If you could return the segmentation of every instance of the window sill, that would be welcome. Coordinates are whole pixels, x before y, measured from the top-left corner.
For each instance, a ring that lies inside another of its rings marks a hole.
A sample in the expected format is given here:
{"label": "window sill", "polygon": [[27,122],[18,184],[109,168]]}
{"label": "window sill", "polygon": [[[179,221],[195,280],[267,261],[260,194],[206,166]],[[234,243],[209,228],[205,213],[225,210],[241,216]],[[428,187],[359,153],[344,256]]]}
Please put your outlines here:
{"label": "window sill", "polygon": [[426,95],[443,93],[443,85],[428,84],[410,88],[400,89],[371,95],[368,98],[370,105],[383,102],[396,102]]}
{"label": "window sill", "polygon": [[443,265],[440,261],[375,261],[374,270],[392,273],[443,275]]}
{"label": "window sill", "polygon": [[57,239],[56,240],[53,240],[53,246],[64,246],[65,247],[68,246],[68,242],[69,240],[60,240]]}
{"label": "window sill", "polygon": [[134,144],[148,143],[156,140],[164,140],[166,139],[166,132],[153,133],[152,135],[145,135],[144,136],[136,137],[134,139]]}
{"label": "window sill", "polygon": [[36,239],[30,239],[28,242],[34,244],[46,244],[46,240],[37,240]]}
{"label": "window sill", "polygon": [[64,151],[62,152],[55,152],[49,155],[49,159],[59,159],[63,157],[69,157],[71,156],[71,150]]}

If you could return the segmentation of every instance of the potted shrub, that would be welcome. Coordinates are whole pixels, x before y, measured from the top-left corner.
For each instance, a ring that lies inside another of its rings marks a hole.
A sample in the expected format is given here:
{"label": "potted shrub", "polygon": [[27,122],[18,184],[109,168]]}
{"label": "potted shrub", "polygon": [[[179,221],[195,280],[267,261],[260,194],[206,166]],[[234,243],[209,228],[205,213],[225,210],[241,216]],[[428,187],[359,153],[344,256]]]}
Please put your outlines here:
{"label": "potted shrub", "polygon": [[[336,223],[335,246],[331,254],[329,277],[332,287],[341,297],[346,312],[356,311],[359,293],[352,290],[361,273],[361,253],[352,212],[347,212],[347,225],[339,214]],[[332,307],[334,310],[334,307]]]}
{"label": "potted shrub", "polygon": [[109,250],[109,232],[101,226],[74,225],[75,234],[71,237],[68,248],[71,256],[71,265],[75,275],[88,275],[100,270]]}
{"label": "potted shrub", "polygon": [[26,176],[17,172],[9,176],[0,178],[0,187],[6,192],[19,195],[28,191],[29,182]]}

*****

Return, character for character, the lines above from the one containing "of the potted" through the final line.

**Complete output:**
If you could return the segmentation of every instance of the potted shrub, that would be welcome. Coordinates are whole pixels, x before y, measured from the top-left corner.
For each instance, a ring that lies inside another of its rings marks a hole.
A sample in the expected format is given here:
{"label": "potted shrub", "polygon": [[27,122],[18,184],[109,168]]}
{"label": "potted shrub", "polygon": [[[179,221],[195,280],[267,261],[260,194],[206,166]],[[234,243],[209,228],[205,213],[225,210],[241,216]],[[428,187],[359,153],[344,256]]]}
Please put your outlines here:
{"label": "potted shrub", "polygon": [[[336,223],[335,246],[331,254],[329,277],[332,287],[341,297],[346,312],[356,311],[359,293],[352,290],[361,273],[361,253],[352,212],[347,212],[347,225],[339,214]],[[332,307],[334,310],[334,307]]]}
{"label": "potted shrub", "polygon": [[109,250],[109,232],[101,226],[74,225],[75,234],[71,237],[68,248],[71,256],[71,265],[75,275],[88,275],[100,270]]}
{"label": "potted shrub", "polygon": [[26,176],[17,172],[9,176],[0,178],[0,187],[6,192],[19,195],[28,191],[29,182]]}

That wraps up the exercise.